**** DATASET EXCERPTS

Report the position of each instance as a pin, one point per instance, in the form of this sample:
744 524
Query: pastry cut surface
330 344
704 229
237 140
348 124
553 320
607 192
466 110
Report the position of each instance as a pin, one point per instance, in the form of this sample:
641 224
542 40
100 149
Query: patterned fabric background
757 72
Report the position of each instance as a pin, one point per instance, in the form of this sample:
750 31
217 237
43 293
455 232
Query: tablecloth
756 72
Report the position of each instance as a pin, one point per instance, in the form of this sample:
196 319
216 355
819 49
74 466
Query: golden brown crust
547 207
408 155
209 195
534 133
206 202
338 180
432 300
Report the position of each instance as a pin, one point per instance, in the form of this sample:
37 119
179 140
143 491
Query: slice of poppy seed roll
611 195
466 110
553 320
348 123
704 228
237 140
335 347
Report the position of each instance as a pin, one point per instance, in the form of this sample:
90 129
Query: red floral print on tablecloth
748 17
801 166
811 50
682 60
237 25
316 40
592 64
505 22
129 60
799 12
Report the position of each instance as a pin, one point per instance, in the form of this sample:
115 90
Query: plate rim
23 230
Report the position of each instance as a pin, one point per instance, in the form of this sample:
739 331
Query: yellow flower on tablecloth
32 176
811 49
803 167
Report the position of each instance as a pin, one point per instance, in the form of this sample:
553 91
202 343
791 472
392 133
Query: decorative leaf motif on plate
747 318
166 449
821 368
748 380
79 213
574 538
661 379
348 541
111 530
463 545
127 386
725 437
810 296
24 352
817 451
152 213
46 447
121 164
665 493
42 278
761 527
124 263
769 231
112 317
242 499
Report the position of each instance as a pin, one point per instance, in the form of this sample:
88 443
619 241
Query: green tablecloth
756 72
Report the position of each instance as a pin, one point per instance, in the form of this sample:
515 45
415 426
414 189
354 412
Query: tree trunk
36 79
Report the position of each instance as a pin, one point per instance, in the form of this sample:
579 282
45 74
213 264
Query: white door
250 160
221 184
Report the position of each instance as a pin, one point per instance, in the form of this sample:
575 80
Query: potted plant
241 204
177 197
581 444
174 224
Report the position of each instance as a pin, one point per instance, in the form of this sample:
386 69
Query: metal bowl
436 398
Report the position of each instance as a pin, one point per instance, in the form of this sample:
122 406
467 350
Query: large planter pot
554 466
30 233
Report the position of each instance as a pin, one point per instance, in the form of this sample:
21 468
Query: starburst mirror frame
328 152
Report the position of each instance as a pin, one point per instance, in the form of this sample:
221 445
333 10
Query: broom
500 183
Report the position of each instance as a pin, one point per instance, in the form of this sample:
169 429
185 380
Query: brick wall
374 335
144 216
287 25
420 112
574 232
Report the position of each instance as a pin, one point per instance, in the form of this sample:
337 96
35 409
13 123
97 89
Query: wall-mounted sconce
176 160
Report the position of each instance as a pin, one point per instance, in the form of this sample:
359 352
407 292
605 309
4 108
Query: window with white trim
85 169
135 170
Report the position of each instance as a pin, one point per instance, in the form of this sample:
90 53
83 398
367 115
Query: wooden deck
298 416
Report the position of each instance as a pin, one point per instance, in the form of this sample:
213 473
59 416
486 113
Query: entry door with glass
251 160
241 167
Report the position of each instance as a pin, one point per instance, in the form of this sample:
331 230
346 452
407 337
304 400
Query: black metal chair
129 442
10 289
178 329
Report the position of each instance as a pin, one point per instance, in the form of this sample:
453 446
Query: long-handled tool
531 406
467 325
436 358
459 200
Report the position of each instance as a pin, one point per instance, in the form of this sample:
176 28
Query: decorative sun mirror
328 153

********

=== TO DO ===
Your answer must be every record above, set down exactly as written.

=== FINAL ANSWER ===
Report the position of each instance as a pin, one point per instance, in the form of this sample:
744 524
Query: pastry cut surface
330 344
704 229
237 140
348 124
553 320
607 192
466 110
Report the position of each instance as a pin, one point per instance, in the form of this sample:
641 224
542 40
100 149
Query: patterned fabric background
757 72
Report the position of each instance as a pin, one point per instance, in the form of this sample:
750 31
217 237
43 293
455 232
Query: tablecloth
756 72
Report the position of each instance as a pin, one point per instance, in the form of this sample:
196 319
216 355
819 49
74 466
Query: golden brown crust
547 207
408 155
209 195
534 133
206 202
338 180
432 300
Report the position of each instance as a pin, one point per instance, in the form of this sample:
37 119
179 140
143 491
Query: slice of poppy seed roll
611 195
466 110
553 320
348 123
704 228
237 140
335 347
Report the position of each instance as a pin, one point per instance, in the form of this sample:
90 129
Query: red floral print on tablecloth
748 17
801 166
811 50
682 60
237 25
316 40
592 64
505 22
129 60
799 12
Report the position of each instance as a pin, one point per instance, in the form of this sample:
115 90
Query: plate rim
23 230
Report the position of each instance as a pin, one point per instance, in the form of this sample:
739 331
Query: yellow flower on tablecloth
32 176
811 49
803 167
Report the position of each instance as a pin, one point per instance, in the form of this sample:
553 91
202 343
791 472
392 133
Query: decorative leaf motif on plate
747 318
166 449
821 368
748 380
79 213
574 538
661 379
348 541
111 530
463 545
127 386
725 437
810 296
24 352
817 451
152 213
46 447
121 164
665 493
42 278
761 527
124 263
769 231
112 317
242 499
Report the position of each instance as a pin, one point per instance, in the form of this sample:
88 443
619 241
Query: green tablecloth
756 72
Report the position of each instance as a pin, one point per instance, in the form of this sample:
515 45
415 426
414 189
354 412
Query: tree trunk
36 79
Report the position of each instance as a pin, one point per instance, in the form of this sample:
579 282
45 74
213 264
Query: white door
250 160
221 184
Report the position of each instance as a pin, one point per instance, in the form of this sample:
575 80
Query: potted plant
241 204
177 197
581 444
174 224
Report the position of each instance as a pin, one point per instance, in the form of this sample:
386 69
Query: metal bowl
436 398
Report the position of each instance as a pin, one point per instance, in the form of this sample:
122 406
467 350
Query: large planter pot
554 466
30 233
Report the position of each instance as a pin, one point per instance, in the form of this sample:
21 468
Query: starburst mirror frame
328 152
Report the position of each instance as a pin, one point per instance, in the form of this sample:
221 445
333 10
Query: broom
500 183
Report the position of each instance as a pin, one point per instance, in the form of this sample:
169 429
185 380
Query: brick wall
374 335
144 216
287 25
420 112
574 232
Report the position of each instance as a pin, one point per instance, in the form of this sample:
337 96
35 409
13 123
97 89
Query: wall-mounted sconce
176 160
Report the position of each instance as a pin, one point per instance, in the form of this sample:
359 352
407 292
605 309
4 108
Query: window with white trim
85 169
135 170
Report the position of each instance as a pin, one point per instance, in the form of this sample:
90 53
83 398
367 115
Query: wooden deck
298 416
Report the position of each instance as a pin, one point per instance, in the form of this sample:
213 473
59 416
486 113
Query: entry door with glass
251 160
241 167
Report the position of each instance as a pin, one point per instance, in the form of this sample:
331 230
346 452
407 337
304 400
Query: black metal chair
129 442
10 289
178 329
Report the position of each instance as a pin, one point per instance, in the form of this sample:
453 446
Query: long-handled tool
531 406
467 325
436 358
459 200
Report the position of each instance as a pin, one point per instance, in the form of this sample:
176 28
Query: decorative sun mirror
328 153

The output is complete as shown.